- _Tareas_:
[1] Enumera todos los asuntos que, según el texto sobre el movimiento obrero, se discutieron en el congreso.
[2] Edita el texto sobre el movimiento obrero: copia el fragmento entre "Sí, nunca se" y "en lo último...", ambos incluidos, y cambia "rápido" por "veloz".

- _Texto de la página_:
Sí, nunca se había visto un movimiento de los explotados avanzar ni tan rápido ni sobre un área geográfica tan extendida. Ni los esclavos clásicos, ni los siervos feudales hicieron nunca nada parecido. Sin duda Bebel tenía razón en todo. Bueno en todo salvo quizá en lo último...

¿Sabía el movimiento lo que quería? El congreso al que Bebel se dirigió con estas palabras parecía el momento apropiado para decirlo. En ese congreso se discutieron cosas como la actitud de los partidos obreros socialistas ante el colonialismo, su relación con los sindicatos, su actitud ante la inmigración, los derechos de la mujer y la guerra que venía. En todos estos puntos hubo un intenso debate y en todos se aprobaron resoluciones revolucionarias, internacionalistas, marxistas.

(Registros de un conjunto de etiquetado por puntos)
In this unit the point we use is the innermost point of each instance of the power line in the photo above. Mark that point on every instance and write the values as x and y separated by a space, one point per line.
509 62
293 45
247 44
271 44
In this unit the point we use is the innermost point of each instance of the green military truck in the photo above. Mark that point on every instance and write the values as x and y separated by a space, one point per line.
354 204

--

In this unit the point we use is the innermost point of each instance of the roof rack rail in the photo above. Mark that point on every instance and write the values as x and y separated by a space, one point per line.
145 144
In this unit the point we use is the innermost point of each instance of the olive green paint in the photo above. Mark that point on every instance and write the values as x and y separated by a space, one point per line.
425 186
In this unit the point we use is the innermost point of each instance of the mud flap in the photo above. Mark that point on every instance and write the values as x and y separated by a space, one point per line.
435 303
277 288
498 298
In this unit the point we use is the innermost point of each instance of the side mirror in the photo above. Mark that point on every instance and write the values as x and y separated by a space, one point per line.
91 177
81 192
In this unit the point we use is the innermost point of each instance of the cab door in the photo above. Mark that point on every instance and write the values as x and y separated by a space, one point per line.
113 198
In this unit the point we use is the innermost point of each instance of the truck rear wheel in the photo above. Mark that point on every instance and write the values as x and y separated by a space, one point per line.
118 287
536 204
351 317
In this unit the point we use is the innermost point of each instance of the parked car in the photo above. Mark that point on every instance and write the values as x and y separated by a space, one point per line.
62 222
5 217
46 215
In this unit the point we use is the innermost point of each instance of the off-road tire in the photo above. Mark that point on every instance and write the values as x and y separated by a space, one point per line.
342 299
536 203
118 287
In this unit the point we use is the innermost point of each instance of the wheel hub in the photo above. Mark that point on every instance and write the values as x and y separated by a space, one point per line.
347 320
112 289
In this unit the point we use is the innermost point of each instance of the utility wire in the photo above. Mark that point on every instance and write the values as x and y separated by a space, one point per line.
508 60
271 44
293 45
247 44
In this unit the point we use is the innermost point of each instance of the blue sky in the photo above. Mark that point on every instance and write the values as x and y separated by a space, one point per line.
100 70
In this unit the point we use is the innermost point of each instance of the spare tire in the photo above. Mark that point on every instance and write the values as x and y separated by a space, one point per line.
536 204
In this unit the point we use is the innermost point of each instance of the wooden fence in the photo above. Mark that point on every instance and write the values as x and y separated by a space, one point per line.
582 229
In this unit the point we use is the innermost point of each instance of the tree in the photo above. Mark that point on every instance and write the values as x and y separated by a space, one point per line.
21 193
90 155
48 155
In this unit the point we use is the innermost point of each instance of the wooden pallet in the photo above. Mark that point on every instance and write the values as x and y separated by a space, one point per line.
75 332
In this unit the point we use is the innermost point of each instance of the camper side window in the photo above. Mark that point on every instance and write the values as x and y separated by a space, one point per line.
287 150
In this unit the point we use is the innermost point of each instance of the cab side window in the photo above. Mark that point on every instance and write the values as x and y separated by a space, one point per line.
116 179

- _Soluciones_:
[1]
- La actitud de los partidos obreros socialistas ante el colonialismo
- Su relación con los sindicatos
- Su actitud ante la inmigración
- Los derechos de la mujer
- La guerra que venía

[2]
Sí, nunca se había visto un movimiento de los explotados avanzar ni tan veloz ni sobre un área geográfica tan extendida. Ni los esclavos clásicos, ni los siervos feudales hicieron nunca nada parecido. Sin duda Bebel tenía razón en todo. Bueno en todo salvo quizá en lo último...